* _WHAT TO DO_
Reproduce the data below, swapping every "Re-examine" for "Inspect" and leaving all other text as it is.

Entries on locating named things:
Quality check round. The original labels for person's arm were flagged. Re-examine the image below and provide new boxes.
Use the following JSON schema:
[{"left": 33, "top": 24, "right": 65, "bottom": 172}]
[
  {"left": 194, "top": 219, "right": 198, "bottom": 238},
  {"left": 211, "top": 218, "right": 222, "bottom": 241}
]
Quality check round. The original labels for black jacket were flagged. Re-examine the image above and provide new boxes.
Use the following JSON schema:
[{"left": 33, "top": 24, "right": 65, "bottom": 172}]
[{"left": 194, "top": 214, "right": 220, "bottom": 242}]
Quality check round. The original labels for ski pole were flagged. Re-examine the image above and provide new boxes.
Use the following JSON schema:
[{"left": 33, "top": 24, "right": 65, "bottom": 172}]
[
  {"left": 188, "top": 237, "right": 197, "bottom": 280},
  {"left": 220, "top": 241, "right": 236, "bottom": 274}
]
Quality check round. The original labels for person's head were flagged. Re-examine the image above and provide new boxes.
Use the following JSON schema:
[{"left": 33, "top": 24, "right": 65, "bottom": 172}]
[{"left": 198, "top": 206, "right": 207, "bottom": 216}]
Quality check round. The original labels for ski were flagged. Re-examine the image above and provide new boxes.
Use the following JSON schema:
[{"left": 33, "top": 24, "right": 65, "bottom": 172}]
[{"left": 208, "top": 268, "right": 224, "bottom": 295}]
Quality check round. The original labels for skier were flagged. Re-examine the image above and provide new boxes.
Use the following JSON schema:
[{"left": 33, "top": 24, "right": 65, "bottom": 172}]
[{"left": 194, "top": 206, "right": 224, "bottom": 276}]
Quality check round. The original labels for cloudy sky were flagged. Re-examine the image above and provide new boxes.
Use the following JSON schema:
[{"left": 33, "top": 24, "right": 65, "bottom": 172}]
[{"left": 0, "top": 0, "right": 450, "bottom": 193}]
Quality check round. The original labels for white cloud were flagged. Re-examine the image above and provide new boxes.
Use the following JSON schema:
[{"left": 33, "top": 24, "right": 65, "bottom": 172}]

* _CORRECT OUTPUT_
Quality check round. The original labels for person's arm were flagged. Inspect the image below and provide new boxes.
Use the following JSON schema:
[{"left": 33, "top": 24, "right": 65, "bottom": 172}]
[
  {"left": 194, "top": 219, "right": 198, "bottom": 238},
  {"left": 211, "top": 218, "right": 222, "bottom": 241}
]
Quality check round. The original labels for black jacket were flagged. Inspect the image above and provide new boxes.
Use the following JSON schema:
[{"left": 33, "top": 24, "right": 65, "bottom": 172}]
[{"left": 194, "top": 214, "right": 220, "bottom": 242}]
Quality check round. The original labels for ski pole were flagged. Inspect the image above and provide new boxes.
Use the following JSON schema:
[{"left": 33, "top": 24, "right": 65, "bottom": 172}]
[
  {"left": 188, "top": 237, "right": 197, "bottom": 280},
  {"left": 220, "top": 241, "right": 236, "bottom": 274}
]
Quality check round. The original labels for person's head were flagged. Inspect the image above and provide new boxes.
Use the following JSON schema:
[{"left": 33, "top": 24, "right": 65, "bottom": 172}]
[{"left": 198, "top": 206, "right": 207, "bottom": 216}]
Quality check round. The original labels for ski were flagged. Inspect the image above and provide new boxes.
Use the following JSON schema:
[{"left": 33, "top": 24, "right": 65, "bottom": 172}]
[{"left": 208, "top": 268, "right": 224, "bottom": 295}]
Quality check round. The original labels for skier were flagged. Inspect the image above and provide new boxes.
Use the following JSON schema:
[{"left": 33, "top": 24, "right": 65, "bottom": 172}]
[{"left": 194, "top": 206, "right": 224, "bottom": 276}]
Quality check round. The original labels for cloudy sky were flagged. Inspect the image above and provide new boxes.
Use the following JSON schema:
[{"left": 33, "top": 24, "right": 65, "bottom": 172}]
[{"left": 0, "top": 0, "right": 450, "bottom": 193}]
Quality check round. The original labels for white cloud were flagged. Inspect the image above and provide new boxes.
Use the following JSON schema:
[{"left": 33, "top": 24, "right": 65, "bottom": 172}]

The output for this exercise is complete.